__PROBLEM TO WORK ON__: Pull every line from the listing below that contains the word "white", and copy each one out. Case counts.

** Start RECORD LIST **

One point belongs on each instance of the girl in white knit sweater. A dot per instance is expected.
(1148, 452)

** End RECORD LIST **
** Start RECORD LIST **

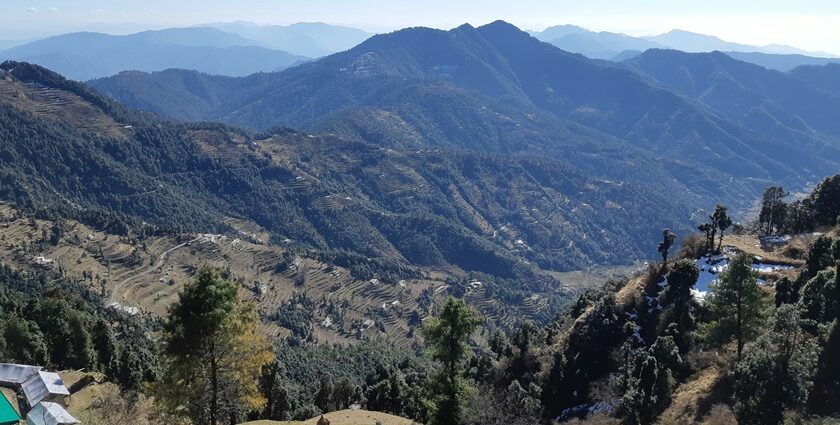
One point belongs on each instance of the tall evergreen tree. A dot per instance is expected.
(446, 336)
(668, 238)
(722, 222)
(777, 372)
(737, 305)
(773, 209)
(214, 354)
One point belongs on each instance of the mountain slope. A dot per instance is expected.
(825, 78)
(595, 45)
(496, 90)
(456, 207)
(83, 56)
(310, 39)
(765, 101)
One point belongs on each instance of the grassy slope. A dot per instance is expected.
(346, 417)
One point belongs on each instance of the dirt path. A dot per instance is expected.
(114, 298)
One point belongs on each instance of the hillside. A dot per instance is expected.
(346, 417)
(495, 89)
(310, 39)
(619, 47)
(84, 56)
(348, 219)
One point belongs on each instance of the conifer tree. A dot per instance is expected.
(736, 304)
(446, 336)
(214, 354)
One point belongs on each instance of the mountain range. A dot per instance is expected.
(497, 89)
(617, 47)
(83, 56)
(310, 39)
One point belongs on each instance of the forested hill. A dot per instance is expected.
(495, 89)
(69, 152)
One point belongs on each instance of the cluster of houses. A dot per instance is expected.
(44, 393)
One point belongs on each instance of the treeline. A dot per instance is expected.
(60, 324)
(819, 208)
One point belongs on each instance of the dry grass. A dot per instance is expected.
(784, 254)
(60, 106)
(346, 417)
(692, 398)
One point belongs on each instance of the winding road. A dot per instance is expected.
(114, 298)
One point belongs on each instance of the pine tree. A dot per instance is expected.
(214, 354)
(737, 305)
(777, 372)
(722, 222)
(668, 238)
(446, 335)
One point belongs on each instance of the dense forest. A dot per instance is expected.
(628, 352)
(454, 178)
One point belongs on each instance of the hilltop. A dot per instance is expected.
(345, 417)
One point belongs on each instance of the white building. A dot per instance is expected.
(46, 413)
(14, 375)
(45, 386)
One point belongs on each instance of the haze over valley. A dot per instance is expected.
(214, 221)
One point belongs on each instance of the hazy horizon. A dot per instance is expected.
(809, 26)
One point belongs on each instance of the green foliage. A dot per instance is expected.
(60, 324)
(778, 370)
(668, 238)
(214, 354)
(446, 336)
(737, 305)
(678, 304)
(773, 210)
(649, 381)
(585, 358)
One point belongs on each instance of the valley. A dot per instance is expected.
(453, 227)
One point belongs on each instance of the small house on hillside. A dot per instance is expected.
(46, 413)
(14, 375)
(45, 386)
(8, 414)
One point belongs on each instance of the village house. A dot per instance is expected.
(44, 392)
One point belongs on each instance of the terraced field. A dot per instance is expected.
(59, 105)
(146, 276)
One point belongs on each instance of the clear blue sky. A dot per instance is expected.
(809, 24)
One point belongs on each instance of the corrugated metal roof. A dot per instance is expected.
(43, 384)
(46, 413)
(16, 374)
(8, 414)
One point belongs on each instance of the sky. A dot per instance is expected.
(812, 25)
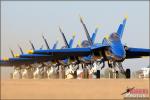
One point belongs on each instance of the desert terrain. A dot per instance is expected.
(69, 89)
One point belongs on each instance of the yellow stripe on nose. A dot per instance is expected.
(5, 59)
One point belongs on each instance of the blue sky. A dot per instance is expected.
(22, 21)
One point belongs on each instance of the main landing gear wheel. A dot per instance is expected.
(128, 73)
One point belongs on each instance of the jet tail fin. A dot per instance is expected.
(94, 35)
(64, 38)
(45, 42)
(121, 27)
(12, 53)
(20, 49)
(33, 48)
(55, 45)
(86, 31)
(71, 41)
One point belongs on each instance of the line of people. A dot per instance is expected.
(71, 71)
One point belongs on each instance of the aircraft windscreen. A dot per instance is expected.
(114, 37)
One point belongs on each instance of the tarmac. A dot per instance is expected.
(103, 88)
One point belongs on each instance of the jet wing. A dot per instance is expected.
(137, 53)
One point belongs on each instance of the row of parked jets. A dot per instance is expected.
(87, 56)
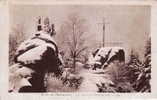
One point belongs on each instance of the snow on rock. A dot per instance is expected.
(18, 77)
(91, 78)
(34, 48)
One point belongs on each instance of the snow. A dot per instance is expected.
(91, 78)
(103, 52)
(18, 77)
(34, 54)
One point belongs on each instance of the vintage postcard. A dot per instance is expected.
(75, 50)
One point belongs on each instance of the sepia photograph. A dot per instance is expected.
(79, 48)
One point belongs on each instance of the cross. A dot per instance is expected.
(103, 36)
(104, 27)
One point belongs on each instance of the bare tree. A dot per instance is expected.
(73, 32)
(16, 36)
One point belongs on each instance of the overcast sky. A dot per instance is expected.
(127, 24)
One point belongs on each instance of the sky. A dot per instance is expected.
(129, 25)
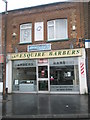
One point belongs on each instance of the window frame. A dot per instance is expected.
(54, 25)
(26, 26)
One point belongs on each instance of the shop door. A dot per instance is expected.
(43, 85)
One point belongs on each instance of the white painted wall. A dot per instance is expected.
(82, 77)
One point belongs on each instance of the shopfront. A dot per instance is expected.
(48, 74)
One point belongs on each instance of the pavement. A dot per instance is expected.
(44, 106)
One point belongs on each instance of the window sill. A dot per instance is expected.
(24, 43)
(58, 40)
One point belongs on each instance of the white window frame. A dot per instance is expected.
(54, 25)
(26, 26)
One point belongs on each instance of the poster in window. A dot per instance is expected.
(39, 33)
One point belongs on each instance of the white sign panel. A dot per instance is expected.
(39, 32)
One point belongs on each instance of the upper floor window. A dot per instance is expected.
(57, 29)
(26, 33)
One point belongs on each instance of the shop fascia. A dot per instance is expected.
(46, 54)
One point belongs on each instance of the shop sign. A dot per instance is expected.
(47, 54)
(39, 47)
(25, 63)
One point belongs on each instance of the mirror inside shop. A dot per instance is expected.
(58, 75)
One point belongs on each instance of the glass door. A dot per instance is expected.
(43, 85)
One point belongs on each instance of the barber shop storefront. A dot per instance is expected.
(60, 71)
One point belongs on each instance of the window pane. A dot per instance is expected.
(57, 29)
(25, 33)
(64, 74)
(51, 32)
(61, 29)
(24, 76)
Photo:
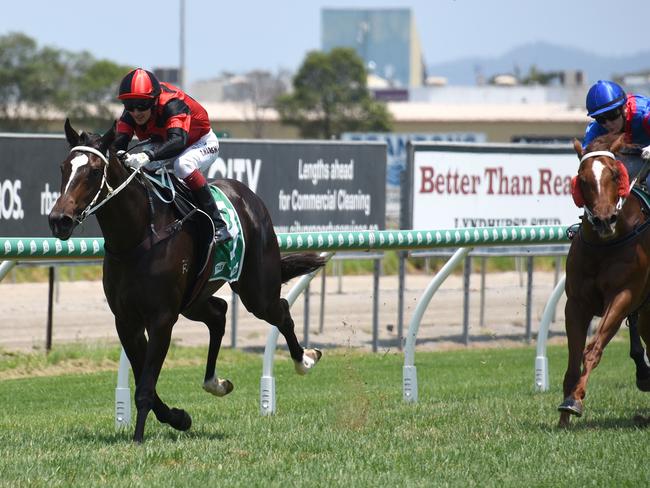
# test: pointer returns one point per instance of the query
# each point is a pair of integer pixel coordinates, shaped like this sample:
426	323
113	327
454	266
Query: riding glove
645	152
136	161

** End RECORD LIST **

__OUTPUT OF THE EXERCISE__:
One point belongs on each instance of the girl in white knit sweater. A dot per instance is expected.
One point belongs on each instance of the white building. A dot per instance is expected.
One point belongs on each instance of the white painted wall. A dot per instance is expected.
One point belongs on each instance of the white window frame. A dot per instance is expected.
One point belongs on each instance of the white sign panel. A dot per instance is expected.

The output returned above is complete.